┌──
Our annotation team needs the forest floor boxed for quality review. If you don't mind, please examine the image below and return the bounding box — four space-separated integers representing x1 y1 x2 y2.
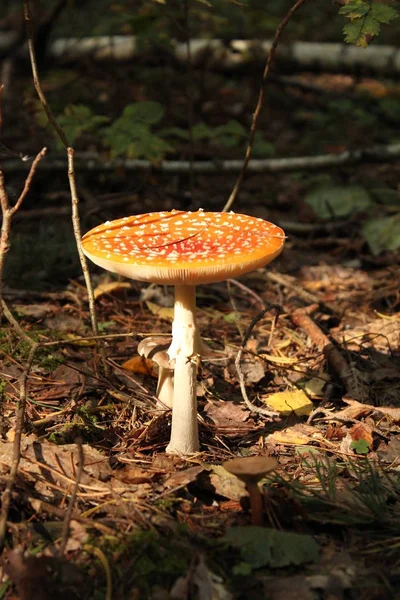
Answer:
0 48 400 600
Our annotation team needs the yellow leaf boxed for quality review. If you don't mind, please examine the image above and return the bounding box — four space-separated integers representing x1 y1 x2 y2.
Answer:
65 333 96 347
93 281 131 300
262 390 314 416
260 352 299 365
264 428 310 446
146 301 174 321
122 356 157 377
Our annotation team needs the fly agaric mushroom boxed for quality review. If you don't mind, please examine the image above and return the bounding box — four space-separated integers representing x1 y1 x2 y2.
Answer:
82 209 285 455
222 456 278 525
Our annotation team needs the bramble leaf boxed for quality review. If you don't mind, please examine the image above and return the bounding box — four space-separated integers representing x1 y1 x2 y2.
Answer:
350 438 370 454
339 2 370 20
370 2 399 23
339 0 399 48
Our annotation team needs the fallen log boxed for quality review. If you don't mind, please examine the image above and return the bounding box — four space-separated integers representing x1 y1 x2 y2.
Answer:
1 144 400 175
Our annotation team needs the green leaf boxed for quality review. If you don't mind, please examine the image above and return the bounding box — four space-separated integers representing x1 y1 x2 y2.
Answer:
339 2 371 20
222 526 319 569
371 2 399 23
192 123 213 141
304 185 373 219
362 214 400 256
350 439 370 454
58 104 108 144
120 102 164 125
343 17 380 48
362 15 381 36
158 127 189 142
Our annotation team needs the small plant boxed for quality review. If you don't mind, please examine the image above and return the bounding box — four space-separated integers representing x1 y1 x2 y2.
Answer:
102 102 173 161
339 0 399 48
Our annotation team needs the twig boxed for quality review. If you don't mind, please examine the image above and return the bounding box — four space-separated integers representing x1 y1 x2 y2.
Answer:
235 304 281 418
0 148 47 321
83 544 112 600
227 279 265 309
222 0 305 212
24 0 98 335
0 342 39 554
59 438 85 556
291 304 368 400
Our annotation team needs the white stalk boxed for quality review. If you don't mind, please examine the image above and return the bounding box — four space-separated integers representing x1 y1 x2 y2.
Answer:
167 285 202 455
156 367 174 408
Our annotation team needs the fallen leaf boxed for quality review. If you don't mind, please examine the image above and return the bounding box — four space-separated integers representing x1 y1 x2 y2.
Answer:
350 423 372 446
204 400 254 429
260 352 299 365
200 465 248 502
326 397 400 423
164 465 205 488
146 300 174 321
262 389 314 416
13 303 57 319
299 369 330 398
264 423 322 446
93 281 132 300
169 556 233 600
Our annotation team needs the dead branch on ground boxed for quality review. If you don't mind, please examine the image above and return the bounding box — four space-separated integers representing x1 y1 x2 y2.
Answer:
291 304 368 401
3 144 400 175
235 304 281 419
└──
Exercise directions »
Reproduce without alteration the lines running from the line that contains "Our annotation team needs the fallen leaf" through the end of the entries, with both ends included.

Result of this task »
Our annotation team needs the fallen leaf boxed for quality review. If you don't mind, please examine the image above and return the bounding box — four space-separated integers representing x1 y1 x2 y2.
Answer:
350 423 372 446
204 400 254 429
260 352 299 365
200 465 248 502
326 397 400 423
164 465 205 488
146 300 174 321
262 389 314 416
13 303 57 319
299 369 330 398
264 423 322 446
93 281 132 300
169 556 233 600
Our annotation team needs the dead branch on ground boxed for quality review. If you don't mind, please examine the image above and return the bounding box — four space-separated integers representing x1 y1 x2 y2.
Answer:
291 304 368 401
3 144 400 175
235 304 281 419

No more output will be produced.